:: Excerpted text

On a beautiful day in December we decided it was time for us to start hiking again. We used to hike often, especially during the COVID-19 pandemic, but since
losing Gadi it has been hard to find the will. The bright sunny weather on this particular weekend gave us the extra push to get up and start walking, along with the knowledge that Israel's winter flower season was just beginning.
I chose a short but beautiful hike on Tel Kesalon, in the Jerusalem Hills. Kesalon is a biblical site mentioned in the
Book of Joshua as part of the northern border of the territory allotted to the
tribe of Judah:
Then it curved westward from Baalah to Mount Seir, ran along the northern slope of Mount Jearim (that is, Kesalon), continued down to Beth Shemesh and crossed to Timnah -
Joshua 15:10
Kesalon was a large Jewish village during the
Roman period in Israel. In 1596 Kisla, as it was then known, was a village in the subdistrict of Ramla with a population of sixty-one. It paid taxes on wheat, barley, sesame, and fruit trees as well as on goats and beehives. Most of what is visible on Tel Kesalon today is the remains of an Arab village called Kasla, which was conquered during the War of Independence in 1948. The ruins, including crumbling walls and terraces, add a historical charm to the natural landscape.
The nearby modern moshav of Kesalon, founded in 1952, is named after this site. New immigrants from Yemen, brought to Israel in
Operation Magic Carpet, were given farmland there, but abandoned the moshav a few years later to join members of the Yemenite community living in
Rosh Ha'ayin. Their place was taken by Jewish immigrants from Morocco.
We started our hike by climbing the
tel itself. A
tel is a mound or small hill that has been formed over time by layers of settlement. The view from the top, of Moshav Kesalon on one side and Moshav Beit Meir on the other, was fabulous. A
Jewish National Fund forest was planted around Tel Kesalon and the surrounding area, named
Ya'ar Hakdoshim (Forest of the Martyrs). It commemorates the victims of the Holocaust and contains six million trees, symbolizing the six million Jews who perished. Planting began in 1946 and memorials for perished communities are set throughout the forest. There are various springs in the area and the Kesalon stream passes on the north side of the hill, more than 200m below the summit. Almond trees grow on top of the
tel and cactuses grow along the site's southern slopes.

::::

→ **Instructions**
1. Reproduce word for word the passage of the Tel Kesalon hike account starting with "On a beautiful" and going on through "was just beginning.".
2. According to the Tel Kesalon hike account, what did the village pay taxes on in 1596? List each item.
3. Using the Tel Kesalon hike account, answer yes or no to each statement and quote the words that settle it: (a) The moshav of Kesalon was founded in 1952. (b) The Kesalon stream passes on the south side of the hill. (c) Planting of the forest began in 1948.

:: Data provided

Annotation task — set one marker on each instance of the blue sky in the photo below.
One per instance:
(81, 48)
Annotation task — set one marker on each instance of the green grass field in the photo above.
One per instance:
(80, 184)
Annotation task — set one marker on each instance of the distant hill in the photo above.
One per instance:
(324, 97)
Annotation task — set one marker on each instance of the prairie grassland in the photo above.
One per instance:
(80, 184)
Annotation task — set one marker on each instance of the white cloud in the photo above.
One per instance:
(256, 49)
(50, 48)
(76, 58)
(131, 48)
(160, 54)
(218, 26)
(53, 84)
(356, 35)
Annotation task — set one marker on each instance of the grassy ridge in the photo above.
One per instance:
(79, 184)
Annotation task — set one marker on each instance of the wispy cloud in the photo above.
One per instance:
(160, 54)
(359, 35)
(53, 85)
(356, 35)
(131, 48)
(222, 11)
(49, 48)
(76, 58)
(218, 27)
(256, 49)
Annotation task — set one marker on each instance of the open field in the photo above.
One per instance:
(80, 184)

::::

→ **Numbered answers**
1.
On a beautiful day in December we decided it was time for us to start hiking again. We used to hike often, especially during the COVID-19 pandemic, but since
losing Gadi it has been hard to find the will. The bright sunny weather on this particular weekend gave us the extra push to get up and start walking, along with the knowledge that Israel's winter flower season was just beginning.

2.
- wheat
- barley
- sesame
- fruit trees
- goats
- beehives

3.
(a) Yes: "The nearby modern moshav of Kesalon, founded in 1952, is named after this site."
(b) No: "the Kesalon stream passes on the north side of the hill"
(c) No: "Planting began in 1946"